## [Data supplied]
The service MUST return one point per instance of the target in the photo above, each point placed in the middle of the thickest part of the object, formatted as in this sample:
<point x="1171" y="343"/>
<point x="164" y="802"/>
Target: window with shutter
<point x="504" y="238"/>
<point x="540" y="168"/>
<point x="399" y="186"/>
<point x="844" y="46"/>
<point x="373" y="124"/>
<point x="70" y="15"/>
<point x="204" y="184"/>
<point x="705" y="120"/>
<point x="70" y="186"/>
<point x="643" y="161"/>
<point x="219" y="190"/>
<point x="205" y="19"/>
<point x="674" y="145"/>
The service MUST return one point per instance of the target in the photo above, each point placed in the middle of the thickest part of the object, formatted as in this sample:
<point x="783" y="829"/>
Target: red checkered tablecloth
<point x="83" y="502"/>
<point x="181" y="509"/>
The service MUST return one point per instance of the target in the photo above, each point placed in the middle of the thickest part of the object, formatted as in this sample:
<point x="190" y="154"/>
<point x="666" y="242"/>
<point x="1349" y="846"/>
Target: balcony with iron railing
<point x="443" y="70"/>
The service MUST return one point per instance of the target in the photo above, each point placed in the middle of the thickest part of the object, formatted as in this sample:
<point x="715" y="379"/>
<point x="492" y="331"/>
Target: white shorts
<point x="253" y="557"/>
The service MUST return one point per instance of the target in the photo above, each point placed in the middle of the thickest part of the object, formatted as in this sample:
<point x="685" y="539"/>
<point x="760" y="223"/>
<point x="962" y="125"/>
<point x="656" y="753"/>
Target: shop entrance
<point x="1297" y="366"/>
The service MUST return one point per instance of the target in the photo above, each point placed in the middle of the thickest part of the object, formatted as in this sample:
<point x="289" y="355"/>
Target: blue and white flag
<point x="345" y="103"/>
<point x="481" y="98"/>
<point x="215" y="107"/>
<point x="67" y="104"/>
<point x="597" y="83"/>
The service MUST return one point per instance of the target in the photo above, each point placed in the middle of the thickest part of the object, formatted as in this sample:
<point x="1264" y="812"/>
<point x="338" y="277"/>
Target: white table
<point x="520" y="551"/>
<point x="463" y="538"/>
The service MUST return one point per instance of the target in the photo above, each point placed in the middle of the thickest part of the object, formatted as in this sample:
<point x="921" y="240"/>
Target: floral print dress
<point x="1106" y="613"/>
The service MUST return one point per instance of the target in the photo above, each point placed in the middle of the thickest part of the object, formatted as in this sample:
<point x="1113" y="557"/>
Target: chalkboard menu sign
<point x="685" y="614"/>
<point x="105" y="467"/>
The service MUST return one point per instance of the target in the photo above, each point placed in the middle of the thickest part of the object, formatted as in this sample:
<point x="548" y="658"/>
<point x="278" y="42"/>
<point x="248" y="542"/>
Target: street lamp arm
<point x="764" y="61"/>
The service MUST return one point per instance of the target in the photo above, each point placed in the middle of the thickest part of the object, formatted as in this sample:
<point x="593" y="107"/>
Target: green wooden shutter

## [Task goal]
Extract each entry in full and write it down exactly.

## [Solution to the exercise]
The service MUST return one point per instance of the target in the photo above, each point placed in the middle of the thickest part of the object, formatted as in this sample:
<point x="1171" y="343"/>
<point x="164" y="802"/>
Target: window with shutter
<point x="504" y="238"/>
<point x="540" y="168"/>
<point x="399" y="186"/>
<point x="844" y="46"/>
<point x="373" y="124"/>
<point x="70" y="15"/>
<point x="204" y="184"/>
<point x="705" y="120"/>
<point x="70" y="186"/>
<point x="643" y="161"/>
<point x="219" y="190"/>
<point x="205" y="19"/>
<point x="674" y="145"/>
The service MUST return one point per instance of the target in the photo above, each point placed in the middle of the thickest part of the object, formatted as in this sample:
<point x="783" y="829"/>
Target: red checkered tablecloth
<point x="83" y="502"/>
<point x="181" y="509"/>
The service MUST return one point per instance of the target in the photo above, each point placed in the middle of the thickest part of the object, formatted as in this sample:
<point x="190" y="154"/>
<point x="666" y="242"/>
<point x="1349" y="846"/>
Target: balcony with iron railing
<point x="443" y="70"/>
The service MUST return one point per instance of the target in the photo above, each point placed in the middle of the thickest part of the object, formatted as in this sample:
<point x="715" y="379"/>
<point x="492" y="331"/>
Target: white shorts
<point x="253" y="557"/>
The service MUST return one point per instance of the target in the photo above, each point placed in the middle of the thickest part of the object, formatted as in this sample:
<point x="685" y="539"/>
<point x="760" y="223"/>
<point x="962" y="125"/>
<point x="656" y="753"/>
Target: shop entrance
<point x="1297" y="366"/>
The service MUST return one point per instance of the target in the photo above, each point placed in the middle of the thickest part of the object, formatted as in this sample:
<point x="289" y="355"/>
Target: blue and white flag
<point x="345" y="103"/>
<point x="481" y="98"/>
<point x="215" y="107"/>
<point x="67" y="104"/>
<point x="597" y="83"/>
The service MUST return one point per instance of the target in the photo above, each point placed in the middle of the thickest part of the object, formatted as in this sample:
<point x="1264" y="812"/>
<point x="338" y="277"/>
Target: white table
<point x="520" y="551"/>
<point x="463" y="538"/>
The service MUST return one point per instance of the target in the photo above, each point placed in the middle of the thickest part of the object, formatted as in this sample:
<point x="921" y="240"/>
Target: floral print dress
<point x="1106" y="613"/>
The service MUST return one point per instance of the target in the photo above, each point placed in the middle of the thickest part of the object, formatted as in this sample:
<point x="1113" y="557"/>
Target: chalkboard menu sign
<point x="685" y="614"/>
<point x="105" y="467"/>
The service MUST return one point per instance of the target in the photo above, each point placed in the middle of the thickest part of the object, formatted as in this sample:
<point x="548" y="658"/>
<point x="278" y="42"/>
<point x="248" y="542"/>
Target: street lamp arm
<point x="764" y="61"/>
The service MUST return one point per instance of the target in the photo above, each point placed in the middle of the thickest part of the object, formatted as in this sample:
<point x="593" y="107"/>
Target: green wooden shutter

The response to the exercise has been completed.